* [Your objective]: Copy out each of the entries below word for word, without changing anything.

* [Stored data]:
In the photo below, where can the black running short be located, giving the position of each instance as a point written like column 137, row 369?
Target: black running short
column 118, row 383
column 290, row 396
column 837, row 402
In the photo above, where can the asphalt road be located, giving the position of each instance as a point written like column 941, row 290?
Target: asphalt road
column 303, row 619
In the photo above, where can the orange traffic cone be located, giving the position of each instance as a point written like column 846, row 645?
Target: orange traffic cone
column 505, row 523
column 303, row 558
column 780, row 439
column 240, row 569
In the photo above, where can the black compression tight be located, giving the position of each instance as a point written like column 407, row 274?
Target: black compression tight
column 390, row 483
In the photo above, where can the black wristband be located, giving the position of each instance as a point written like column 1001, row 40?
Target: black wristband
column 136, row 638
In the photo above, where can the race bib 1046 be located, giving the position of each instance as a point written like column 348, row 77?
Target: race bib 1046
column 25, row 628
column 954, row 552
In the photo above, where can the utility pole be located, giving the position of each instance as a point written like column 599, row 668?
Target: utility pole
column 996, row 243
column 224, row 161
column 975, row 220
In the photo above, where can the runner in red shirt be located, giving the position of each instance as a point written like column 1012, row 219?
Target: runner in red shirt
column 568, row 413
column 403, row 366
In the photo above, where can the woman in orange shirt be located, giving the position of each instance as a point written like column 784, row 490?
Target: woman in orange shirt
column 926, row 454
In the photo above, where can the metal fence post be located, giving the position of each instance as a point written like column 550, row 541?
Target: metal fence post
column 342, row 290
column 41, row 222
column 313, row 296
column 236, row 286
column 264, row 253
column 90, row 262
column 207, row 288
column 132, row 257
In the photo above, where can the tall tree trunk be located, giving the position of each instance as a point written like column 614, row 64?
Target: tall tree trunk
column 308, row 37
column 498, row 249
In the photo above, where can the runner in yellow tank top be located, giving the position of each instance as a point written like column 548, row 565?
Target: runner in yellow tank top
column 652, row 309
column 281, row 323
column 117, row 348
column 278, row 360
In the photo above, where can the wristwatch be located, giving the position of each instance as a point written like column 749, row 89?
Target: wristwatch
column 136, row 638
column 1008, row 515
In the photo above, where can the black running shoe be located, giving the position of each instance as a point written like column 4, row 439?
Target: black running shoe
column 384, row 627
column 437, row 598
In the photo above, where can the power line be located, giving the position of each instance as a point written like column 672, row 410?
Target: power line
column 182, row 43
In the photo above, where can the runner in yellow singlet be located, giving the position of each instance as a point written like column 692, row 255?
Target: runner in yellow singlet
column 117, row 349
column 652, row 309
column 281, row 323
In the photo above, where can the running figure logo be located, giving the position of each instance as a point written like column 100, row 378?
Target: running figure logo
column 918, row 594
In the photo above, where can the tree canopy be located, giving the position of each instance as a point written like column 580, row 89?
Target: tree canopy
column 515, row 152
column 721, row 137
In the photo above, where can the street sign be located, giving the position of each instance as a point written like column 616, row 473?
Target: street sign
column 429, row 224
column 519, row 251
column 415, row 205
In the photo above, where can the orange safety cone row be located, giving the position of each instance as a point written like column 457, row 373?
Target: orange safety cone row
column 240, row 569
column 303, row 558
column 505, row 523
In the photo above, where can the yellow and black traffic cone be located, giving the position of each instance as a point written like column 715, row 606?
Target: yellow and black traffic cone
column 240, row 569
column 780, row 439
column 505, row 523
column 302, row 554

* [Task answer]:
In the photo below, where can the black running short be located, giving the position of each instance as a point written like column 137, row 369?
Target: black running short
column 118, row 383
column 290, row 396
column 837, row 402
In the photo above, where can the asphalt road be located, giving the position of each instance as a point written like column 941, row 290?
Target: asphalt road
column 303, row 619
In the photo above, where can the orange traffic cone be located, giving the position of each instance as a point written like column 846, row 645?
Target: orange traffic cone
column 505, row 523
column 303, row 558
column 780, row 439
column 240, row 569
In the photo above, where can the black compression tight be located, giving the position of each instance as a point written like column 407, row 274?
Target: black compression tight
column 390, row 483
In the photo above, where can the black wristband be located, giving the position of each instance as a point written like column 1001, row 40?
Target: black wristband
column 136, row 638
In the photo above, where can the race bib 1046 be located, giving the position of each instance as a point written like column 348, row 77?
Target: race bib 1046
column 25, row 628
column 954, row 552
In the photo above, where can the utility pole be located, giving the position of each instance as a point written like column 599, row 668?
Target: utility pole
column 996, row 243
column 224, row 161
column 975, row 220
In the photo above, where can the runner in red shirt be located, giving the position of each instance as a point written like column 1012, row 219?
Target: runner in red shirt
column 568, row 413
column 403, row 366
In the photo above, where can the woman in orange shirt be located, giving the position of each instance as a point written like column 784, row 490?
Target: woman in orange shirt
column 926, row 454
In the photo above, where can the metal fence post be located, giving the position of each instance as a point written like column 550, row 541?
Target: metal fence post
column 342, row 290
column 41, row 222
column 313, row 296
column 236, row 286
column 264, row 253
column 90, row 262
column 207, row 288
column 132, row 257
In the photo above, where can the tall tree trunk be located, giving the position of each instance as a point written like column 614, row 64?
Target: tall tree trunk
column 308, row 37
column 498, row 249
In the photo above, where can the runner in yellow tank top be located, giving the position of each instance as a point written like column 548, row 565?
Target: runner in yellow tank top
column 652, row 309
column 281, row 323
column 117, row 348
column 278, row 360
In the photo above, where can the wristwatch be located, giving the position of each instance as a point written like column 749, row 89?
Target: wristwatch
column 136, row 638
column 1008, row 515
In the photo above, where can the black running shoe be located, giving the position of each instance as a point written like column 4, row 439?
Target: black running shoe
column 384, row 627
column 437, row 598
In the photo above, where can the power line be located, giving the position of each instance as a point written like column 672, row 410?
Target: power line
column 182, row 43
In the photo above, where can the runner in yellow singlet be located, giving the position of each instance as a point written like column 692, row 255?
Target: runner in yellow singlet
column 117, row 349
column 652, row 309
column 281, row 323
In the photo above, where can the running figure logo be located, giving the position of each instance as a point written like column 100, row 378?
Target: running figure logo
column 918, row 594
In the photo above, where can the tree canopy be located, giving the position of each instance as a point written like column 580, row 89?
Target: tree canopy
column 515, row 152
column 721, row 137
In the photo above, where can the street sign be located, giving the position of each instance as a point written like column 616, row 473?
Target: street sign
column 429, row 224
column 519, row 251
column 415, row 205
In the photo above, where can the orange safety cone row be located, giving the position of each instance as a point written like column 457, row 373?
Target: orange safety cone row
column 240, row 569
column 303, row 558
column 505, row 523
In the photo above, where can the yellow and black traffic cone be located, giving the position of each instance as a point written like column 715, row 606?
Target: yellow and black traffic cone
column 240, row 569
column 780, row 439
column 505, row 523
column 302, row 554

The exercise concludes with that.